- PROBLEM DETAILS -
Retype every row below word for word, leaving the pictures out of your answer.

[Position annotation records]
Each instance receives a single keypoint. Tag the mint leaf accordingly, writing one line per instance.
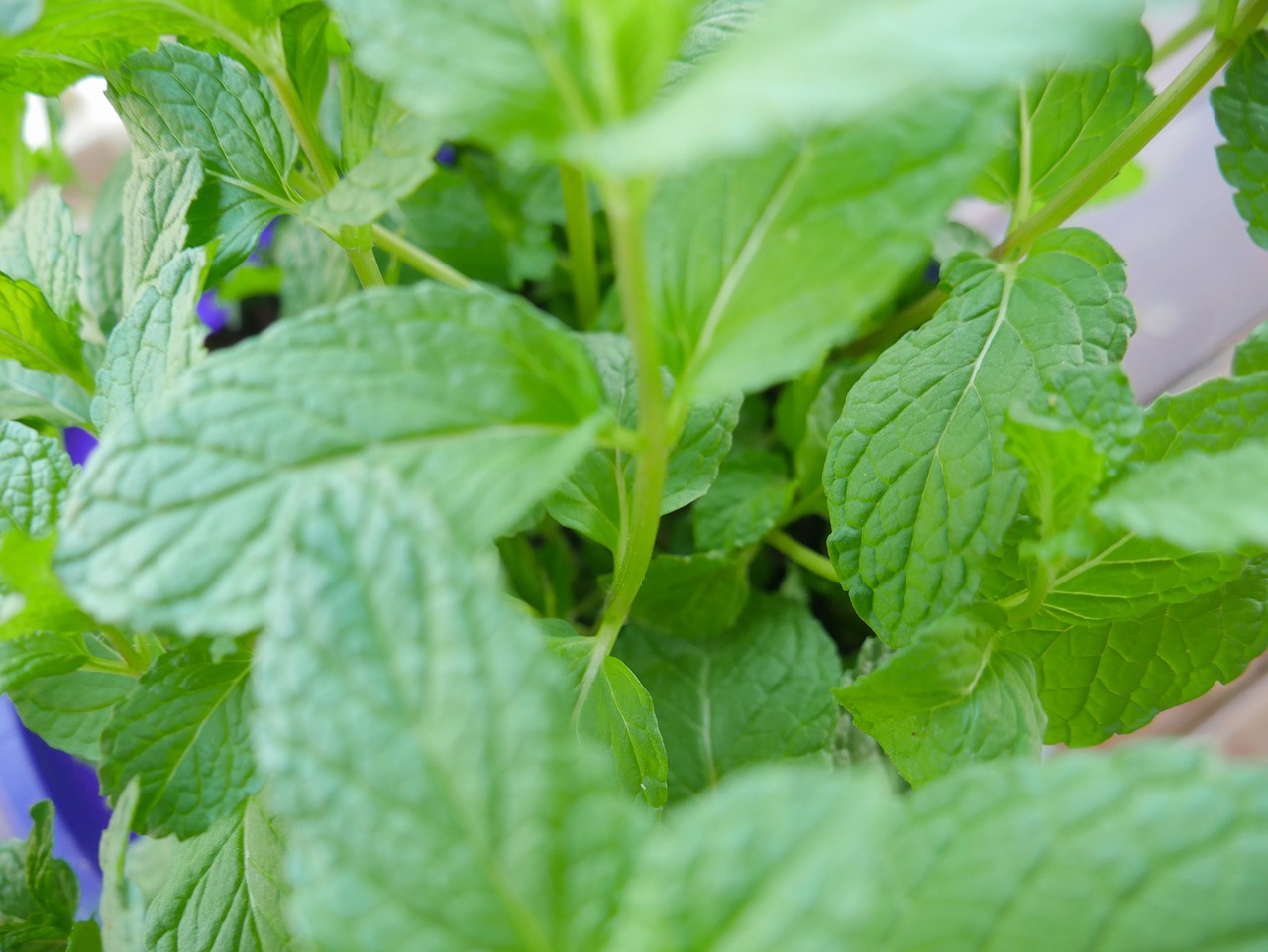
(39, 245)
(452, 734)
(589, 501)
(184, 734)
(371, 379)
(35, 479)
(752, 492)
(619, 714)
(1097, 680)
(157, 199)
(693, 596)
(1239, 107)
(180, 98)
(223, 885)
(811, 63)
(1195, 499)
(741, 303)
(123, 911)
(762, 691)
(919, 483)
(397, 163)
(1070, 117)
(157, 343)
(952, 696)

- REPLY TO THE TASK -
Each instance receives a single keypoint. Tag the mint leaf accordingly, writing one line per instance.
(39, 245)
(452, 734)
(589, 501)
(184, 734)
(371, 379)
(35, 479)
(752, 492)
(619, 714)
(1097, 680)
(157, 199)
(693, 596)
(1239, 107)
(180, 98)
(223, 885)
(811, 63)
(1195, 499)
(741, 303)
(123, 911)
(762, 691)
(919, 483)
(397, 163)
(1070, 117)
(157, 343)
(952, 696)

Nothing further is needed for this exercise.